Open aran opened 2 weeks ago
Hmm, I quickly searched it and see https://github.com/WebAssembly/threads/issues/106.
Quick guess (need experiments to verify!): Is it because that, rust_arc_increment_strong_count
(calls Arc
to increment count) once in a while needs to do Atomics.wait
(because of concurrency?), and if that is done on main thread, webassembly is unhappy about that.
Maybe we can firstly reproduce this by creating a minimal Rust code that calls Atomics.wait
deliberately, and tries to call it on Dart main thread and see what is going on.
I confirmed that if I convert my data structure that is involved in this from RustAutoOpaque to translatable, the issue no longer occurs (or maybe occurs much more rarely). When it is RustAutoOpaque, possibly because of nondeterminism in my app's behavior, it shows up every few refreshes.
From reading that thread and a few others around it, it's not safe for any FRB code to call any Atomics.wait-using code, unless there's a way to mark some FRB code as "only off main thread" and enforce that. Other ways would be to explicitly drop multithreading and +atomics, or take out '&var' support and insist on only pure owned data transfers, &mut, or pure copies, but no locking until the Rust atomics story is cleared up.
it's not safe for any FRB code to call any Atomics.wait-using code, unless there's a way to mark some FRB code as "only off main thread" and enforce that
Yes I think so, due to limitations of web assembly. That limitations holds only for Web, and non-Web platforms are always happy though.
unless there's a way to mark some FRB code as "only off main thread" and enforce that
Firstly, for user code, as long as you do not use sync mode, i.e. use the default mode, I guess you are safe. This is because the default mode uses a thread pool, thus no main thread is blocked.

== WHAT TO DO ==
#1 Can you transcribe the stretch of the Atomics.wait thread above from "Maybe we can" through "is going on."?
#2 In the Atomics.wait thread above:
(a) What type was the data structure converted from when the issue stopped occurring?
(b) Which platforms are described as always happy, despite the WebAssembly limitation?
(c) Why is the default mode considered safe for user code?

== PROVIDED DATA ==
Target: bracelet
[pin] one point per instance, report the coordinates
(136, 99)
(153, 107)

== EXPECTED RESPONSES ==
#1
Maybe we can firstly reproduce this by creating a minimal Rust code that calls Atomics.wait
deliberately, and tries to call it on Dart main thread and see what is going on.

#2
(a) RustAutoOpaque (it was converted to translatable).
(b) Non-Web platforms.
(c) It uses a thread pool, so no main thread is blocked.